Мне это показалось странным. Для меня приезд туда не мог быть особенно приятным, а для нее, мне казалось, был бы в высшей степени неприятным. Я сказала Пабло об этом. Он ответил, проявив ту сторону своей натуры, в которой сугубая практичность сочеталась с полнейшей нелепостью:
— Но ведь этот дом подарил ей я. И ничто не мешает мне пользоваться им.
Я сказала, что она, видимо, с радостью предоставит ему дом — но вряд ли сделает это, если мы поедем туда вместе,
— Предоставит, не сомневайся, — ответил Пабло. — Я настоял на этом. А теперь настаиваю, чтобы ты ехала со мной.
Меня это слегка потрясло, но я не стала противиться. В конце концов, я бросила все, чтобы угодить ему, поэтому еще одна уступка не казалась чем-то значительным.
Деревня Менерб находится в Воклюзе, неподалеку от Горде, расположена, будто укрепленный пункт, на возвышении, откуда видны поля плодородной Кавейонской долины. Окрестности там очень красивые, но дом стоял в самой деревне.
Выстроен он был на скальном склоне, со стороны улицы в нем было четыре этажа, сзади — из-за высоты скалы — только один. Он соответствовал четвертому этажу с фасада здания. Первый этаж с фасада представлял собой высокий, темный холл, служивший главным образом душевой, потому что на другие этажи вода не поступала. На следующем были большие комнаты, убранные в имперском стиле. Дом некогда принадлежал одному из наполеоновских генералов, которой поселился там после окончательного поражения Наполеона.
По утрам мы главным образом бездельничали. В полдень отправлялись в бистро в центре деревни. Большую часть его посетителей составляли рабочие из находившихся поблизости каменоломен. Мы слышали много разговоров о скорпионах. Почти каждый день тот или иной рабочий рассказывал о ком-то, укушенном утром. Впервые услышав этот рассказ, я не придала ему значения, но потом, видимо, на моем лице стало отражаться беспокойство, так как Пабло пытался приободрить меня сообщением, что в прошлом году Мари Кюттоли перенесла укус.
— И как видишь, не умерла. Правда, довольно долго болела, — сказал он.
Половина деревни располагалась на солнечной стороне большого скального гребня, но дом Доры Маар стоял на «холодном берегу», как именовали местные жители северный склон. Поскольку он предназначался только для проживания летом, такое место положение имело определенное преимущество: внутри никогда не бывало жарко. Скорпионы, как вскоре выяснила я, тоже любят тень. Сперва я увидела двух в саду; потом еще нескольких на стене дома. Внутри была монументальная лестница, и там тоже я обнаружила скорпионов, не менее монументальных. Потом нашла в спальне еще одного. Днем все бывало хорошо, но едва темнело, скорпионы появлялись стаями. Поэтому перед тем, как одеться, приходилось выверчивать одежду наизнанку и смотреть во все глаза.

__________________________________________________

Задания:
(a) Ответьте, пожалуйста: где, согласно отрывку, находится деревня Менерб?
(b) Перепишите из отрывка фрагмент, который начинается со слов «Половина деревни располагалась» и заканчивается словами «во все глаза.». При этом подставьте «на кухне» вместо «в спальне».
(c) Перечислите все места, где рассказчица в отрывке обнаружила скорпионов.
Записи для выполнения работы не понадобятся.

__________________________________________________

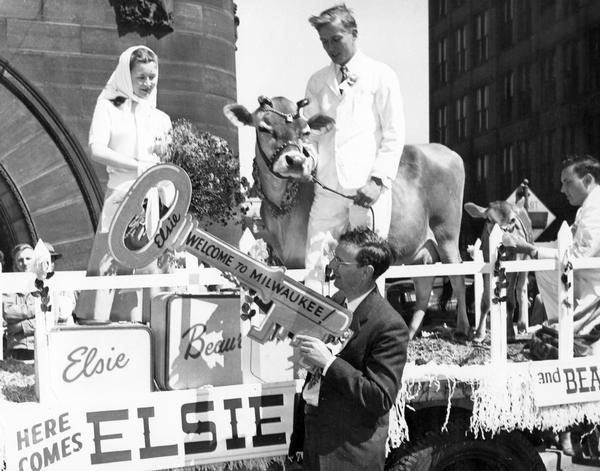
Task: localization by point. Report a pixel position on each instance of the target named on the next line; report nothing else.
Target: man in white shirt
(360, 157)
(580, 182)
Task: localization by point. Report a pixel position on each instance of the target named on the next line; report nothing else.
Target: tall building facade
(514, 89)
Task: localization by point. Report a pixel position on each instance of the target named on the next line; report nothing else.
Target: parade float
(201, 388)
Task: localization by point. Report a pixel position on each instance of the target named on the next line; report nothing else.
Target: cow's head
(281, 134)
(509, 217)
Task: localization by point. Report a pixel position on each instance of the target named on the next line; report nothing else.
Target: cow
(426, 202)
(514, 219)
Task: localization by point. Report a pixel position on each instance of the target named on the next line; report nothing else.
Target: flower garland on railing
(41, 268)
(500, 276)
(564, 278)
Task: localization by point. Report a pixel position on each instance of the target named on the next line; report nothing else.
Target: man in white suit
(360, 157)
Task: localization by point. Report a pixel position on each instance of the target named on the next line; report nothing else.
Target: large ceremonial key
(295, 308)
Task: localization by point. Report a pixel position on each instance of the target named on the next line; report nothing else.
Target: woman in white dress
(128, 134)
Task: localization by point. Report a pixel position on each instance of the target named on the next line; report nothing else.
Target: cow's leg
(448, 252)
(521, 294)
(422, 293)
(485, 309)
(511, 304)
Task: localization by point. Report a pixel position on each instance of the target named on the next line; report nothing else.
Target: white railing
(76, 280)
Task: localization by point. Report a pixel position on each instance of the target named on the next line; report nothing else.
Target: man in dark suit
(347, 397)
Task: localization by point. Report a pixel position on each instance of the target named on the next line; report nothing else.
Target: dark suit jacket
(357, 392)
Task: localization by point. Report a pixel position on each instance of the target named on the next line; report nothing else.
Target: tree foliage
(217, 189)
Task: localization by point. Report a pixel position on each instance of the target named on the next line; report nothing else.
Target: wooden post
(497, 309)
(565, 294)
(477, 280)
(524, 303)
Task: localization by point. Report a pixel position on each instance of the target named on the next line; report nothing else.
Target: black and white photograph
(300, 235)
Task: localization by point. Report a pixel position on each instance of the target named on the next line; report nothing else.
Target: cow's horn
(302, 103)
(264, 101)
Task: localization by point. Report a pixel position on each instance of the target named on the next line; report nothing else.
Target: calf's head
(509, 217)
(281, 133)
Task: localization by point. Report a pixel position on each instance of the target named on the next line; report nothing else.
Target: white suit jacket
(586, 243)
(369, 132)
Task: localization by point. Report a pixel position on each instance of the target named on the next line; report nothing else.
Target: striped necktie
(344, 72)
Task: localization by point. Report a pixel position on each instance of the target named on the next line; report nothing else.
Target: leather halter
(280, 150)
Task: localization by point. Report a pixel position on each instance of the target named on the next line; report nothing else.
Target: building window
(507, 96)
(506, 25)
(523, 19)
(482, 100)
(483, 167)
(481, 37)
(508, 166)
(547, 162)
(594, 59)
(442, 61)
(570, 70)
(567, 145)
(524, 106)
(523, 157)
(441, 8)
(442, 124)
(571, 6)
(548, 78)
(461, 49)
(461, 118)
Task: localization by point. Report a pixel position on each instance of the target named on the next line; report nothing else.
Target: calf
(510, 218)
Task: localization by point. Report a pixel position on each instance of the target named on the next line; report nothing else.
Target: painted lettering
(99, 456)
(149, 451)
(258, 403)
(198, 427)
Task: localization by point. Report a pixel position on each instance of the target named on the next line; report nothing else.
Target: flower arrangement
(217, 189)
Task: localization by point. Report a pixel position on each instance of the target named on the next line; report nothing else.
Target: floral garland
(500, 276)
(289, 198)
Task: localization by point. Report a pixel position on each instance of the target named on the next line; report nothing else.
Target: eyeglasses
(337, 260)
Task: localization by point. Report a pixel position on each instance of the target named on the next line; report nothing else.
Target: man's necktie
(344, 72)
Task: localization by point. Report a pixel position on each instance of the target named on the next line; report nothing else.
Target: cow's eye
(265, 128)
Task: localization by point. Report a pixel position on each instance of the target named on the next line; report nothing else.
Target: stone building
(515, 87)
(55, 57)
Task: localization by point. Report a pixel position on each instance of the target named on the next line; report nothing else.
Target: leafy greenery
(217, 189)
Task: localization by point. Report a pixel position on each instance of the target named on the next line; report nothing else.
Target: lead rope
(325, 187)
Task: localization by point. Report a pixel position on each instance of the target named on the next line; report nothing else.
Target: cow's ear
(475, 211)
(321, 124)
(238, 115)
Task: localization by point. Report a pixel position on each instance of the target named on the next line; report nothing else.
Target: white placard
(566, 382)
(101, 360)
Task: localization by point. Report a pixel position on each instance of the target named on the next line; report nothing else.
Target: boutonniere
(41, 268)
(351, 79)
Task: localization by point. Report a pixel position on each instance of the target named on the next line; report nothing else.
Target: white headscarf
(119, 83)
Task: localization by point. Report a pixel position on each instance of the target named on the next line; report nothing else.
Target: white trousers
(331, 215)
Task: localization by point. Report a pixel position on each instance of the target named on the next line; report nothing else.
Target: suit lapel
(360, 315)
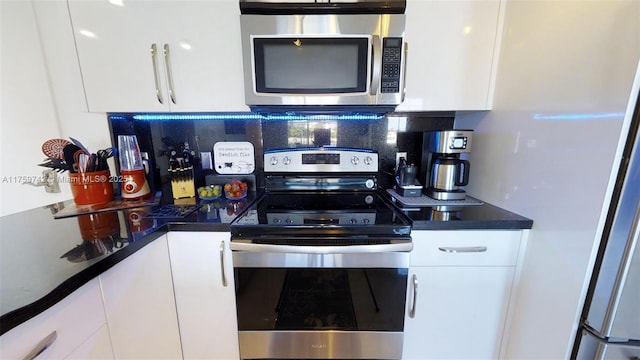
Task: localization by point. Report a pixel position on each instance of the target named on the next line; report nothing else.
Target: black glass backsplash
(158, 133)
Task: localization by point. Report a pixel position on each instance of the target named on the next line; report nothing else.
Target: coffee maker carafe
(444, 172)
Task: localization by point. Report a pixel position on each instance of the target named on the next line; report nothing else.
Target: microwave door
(376, 50)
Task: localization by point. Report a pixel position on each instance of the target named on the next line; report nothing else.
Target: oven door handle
(240, 245)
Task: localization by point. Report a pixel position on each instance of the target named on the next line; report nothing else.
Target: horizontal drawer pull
(463, 249)
(42, 346)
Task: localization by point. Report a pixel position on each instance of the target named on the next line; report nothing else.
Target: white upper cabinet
(139, 56)
(451, 54)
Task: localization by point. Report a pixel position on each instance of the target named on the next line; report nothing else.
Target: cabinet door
(451, 54)
(205, 297)
(74, 319)
(97, 346)
(460, 312)
(113, 41)
(140, 305)
(138, 56)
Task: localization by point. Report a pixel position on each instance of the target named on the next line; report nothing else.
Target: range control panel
(321, 160)
(319, 218)
(391, 60)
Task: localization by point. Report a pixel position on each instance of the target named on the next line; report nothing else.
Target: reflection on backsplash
(158, 135)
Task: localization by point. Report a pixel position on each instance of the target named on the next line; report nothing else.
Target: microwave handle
(376, 67)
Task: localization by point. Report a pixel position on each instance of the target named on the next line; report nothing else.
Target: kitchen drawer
(465, 248)
(74, 319)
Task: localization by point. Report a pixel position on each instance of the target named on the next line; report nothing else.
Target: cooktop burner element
(311, 192)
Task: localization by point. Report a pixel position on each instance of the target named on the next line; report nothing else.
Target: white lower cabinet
(464, 285)
(98, 346)
(76, 322)
(205, 294)
(140, 307)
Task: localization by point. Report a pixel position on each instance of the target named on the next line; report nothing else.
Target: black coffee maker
(407, 183)
(443, 171)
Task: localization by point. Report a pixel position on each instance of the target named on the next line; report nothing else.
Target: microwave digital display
(311, 65)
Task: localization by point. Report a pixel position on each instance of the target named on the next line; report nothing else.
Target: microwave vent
(285, 7)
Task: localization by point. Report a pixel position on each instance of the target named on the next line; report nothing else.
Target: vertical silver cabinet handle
(154, 61)
(412, 310)
(167, 65)
(462, 249)
(376, 65)
(404, 75)
(224, 276)
(42, 346)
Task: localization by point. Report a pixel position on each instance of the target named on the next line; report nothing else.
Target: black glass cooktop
(321, 213)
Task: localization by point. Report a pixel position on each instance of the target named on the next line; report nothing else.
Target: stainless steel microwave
(324, 60)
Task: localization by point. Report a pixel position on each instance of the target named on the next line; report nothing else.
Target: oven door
(320, 302)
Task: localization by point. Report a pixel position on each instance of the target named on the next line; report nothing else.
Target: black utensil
(56, 164)
(69, 152)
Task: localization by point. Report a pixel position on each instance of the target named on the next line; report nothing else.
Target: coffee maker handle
(462, 168)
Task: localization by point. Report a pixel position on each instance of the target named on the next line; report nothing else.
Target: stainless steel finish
(247, 245)
(377, 65)
(372, 26)
(314, 1)
(404, 72)
(292, 161)
(154, 61)
(412, 309)
(224, 275)
(444, 177)
(450, 141)
(462, 249)
(594, 348)
(615, 311)
(446, 195)
(41, 346)
(339, 218)
(336, 260)
(320, 345)
(167, 65)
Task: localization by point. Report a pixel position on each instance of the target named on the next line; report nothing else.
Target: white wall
(27, 111)
(546, 150)
(42, 98)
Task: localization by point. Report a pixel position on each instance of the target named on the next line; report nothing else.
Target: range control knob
(368, 160)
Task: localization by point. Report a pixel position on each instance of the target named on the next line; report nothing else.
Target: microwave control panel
(391, 60)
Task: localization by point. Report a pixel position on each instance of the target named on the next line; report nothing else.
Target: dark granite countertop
(464, 217)
(42, 259)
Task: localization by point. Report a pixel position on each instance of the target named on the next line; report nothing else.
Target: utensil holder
(91, 188)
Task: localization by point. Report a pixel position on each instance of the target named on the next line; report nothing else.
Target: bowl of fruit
(210, 192)
(236, 190)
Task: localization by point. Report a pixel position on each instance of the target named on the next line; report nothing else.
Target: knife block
(182, 184)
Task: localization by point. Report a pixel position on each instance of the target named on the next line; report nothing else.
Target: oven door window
(363, 299)
(311, 65)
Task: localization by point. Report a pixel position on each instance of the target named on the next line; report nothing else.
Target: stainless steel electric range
(321, 260)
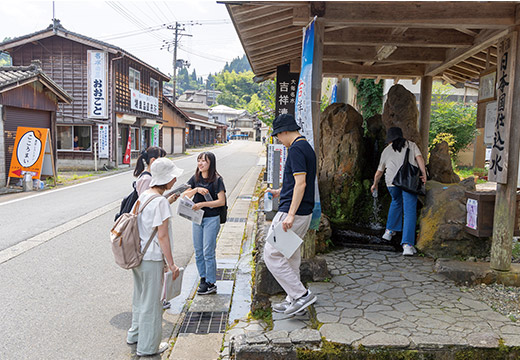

__________________________________________________

Ответы:
(a) В Воклюзе, неподалеку от Горде.

(b)
Половина деревни располагалась на солнечной стороне большого скального гребня, но дом Доры Маар стоял на «холодном берегу», как именовали местные жители северный склон. Поскольку он предназначался только для проживания летом, такое место положение имело определенное преимущество: внутри никогда не бывало жарко. Скорпионы, как вскоре выяснила я, тоже любят тень. Сперва я увидела двух в саду; потом еще нескольких на стене дома. Внутри была монументальная лестница, и там тоже я обнаружила скорпионов, не менее монументальных. Потом нашла на кухне еще одного. Днем все бывало хорошо, но едва темнело, скорпионы появлялись стаями. Поэтому перед тем, как одеться, приходилось выверчивать одежду наизнанку и смотреть во все глаза.

(c) В саду, на стене дома, на лестнице внутри дома, в спальне.